## Material provided
◇ ◇ ◇ ◇ ◇ ◇ ◇

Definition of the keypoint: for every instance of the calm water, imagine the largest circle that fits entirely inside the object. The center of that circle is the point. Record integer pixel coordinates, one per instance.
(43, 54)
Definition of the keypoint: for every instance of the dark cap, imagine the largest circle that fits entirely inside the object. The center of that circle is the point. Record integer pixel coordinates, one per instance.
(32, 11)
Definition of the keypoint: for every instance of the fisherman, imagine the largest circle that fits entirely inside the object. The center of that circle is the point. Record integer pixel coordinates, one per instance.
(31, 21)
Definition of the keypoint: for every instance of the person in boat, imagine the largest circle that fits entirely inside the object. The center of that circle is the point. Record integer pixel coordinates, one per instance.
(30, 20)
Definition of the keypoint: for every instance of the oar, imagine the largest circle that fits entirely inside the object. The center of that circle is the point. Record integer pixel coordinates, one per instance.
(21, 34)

◇ ◇ ◇ ◇ ◇ ◇ ◇

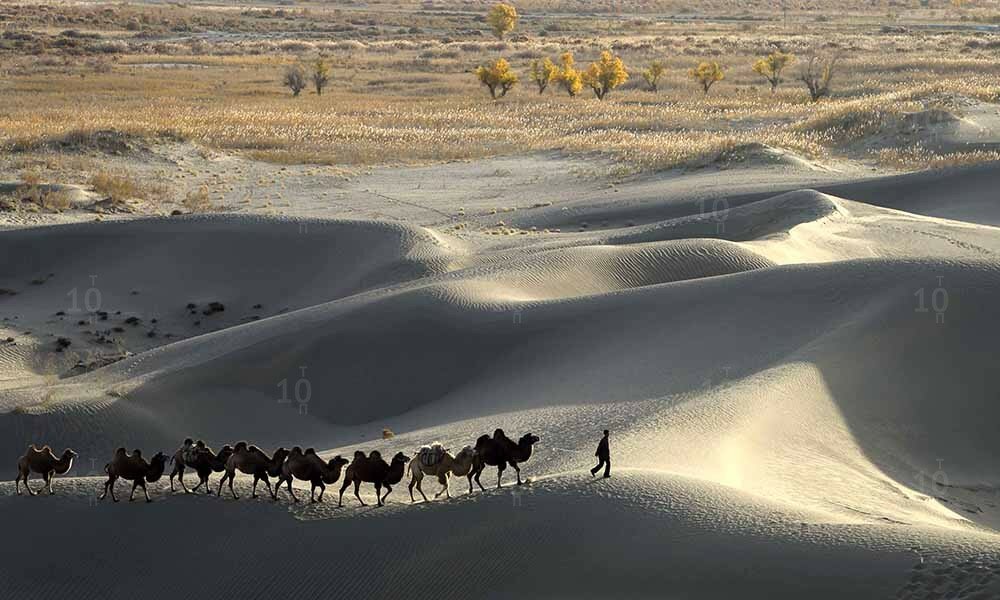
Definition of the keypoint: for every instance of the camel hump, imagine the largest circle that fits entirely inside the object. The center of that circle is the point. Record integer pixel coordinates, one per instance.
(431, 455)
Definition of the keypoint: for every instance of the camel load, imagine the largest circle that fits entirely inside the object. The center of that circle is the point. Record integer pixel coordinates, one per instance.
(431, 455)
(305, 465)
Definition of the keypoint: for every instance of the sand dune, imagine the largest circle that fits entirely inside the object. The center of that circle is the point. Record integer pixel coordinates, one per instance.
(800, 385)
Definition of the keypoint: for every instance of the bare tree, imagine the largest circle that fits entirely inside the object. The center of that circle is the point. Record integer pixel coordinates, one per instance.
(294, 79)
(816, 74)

◇ ◇ ◇ ◇ ◇ ◇ ◇

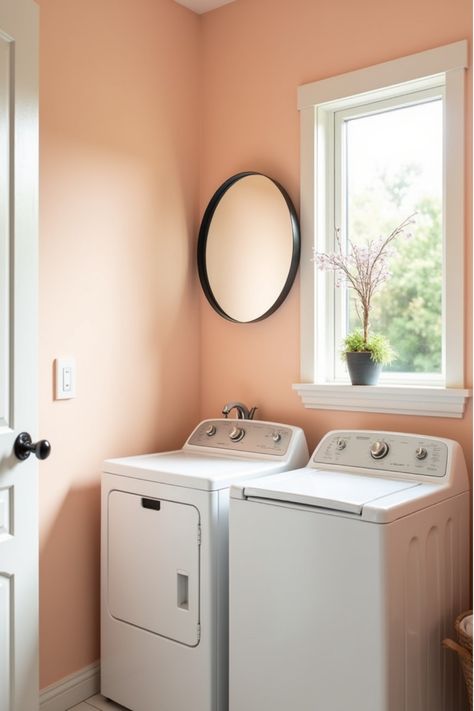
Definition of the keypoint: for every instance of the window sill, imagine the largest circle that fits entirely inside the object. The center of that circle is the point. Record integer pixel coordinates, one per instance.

◇ ◇ ◇ ◇ ◇ ◇ ◇

Count the lines in the material above that contain the word "camel", treating uppercase and lowercase as different, and give only the number.

2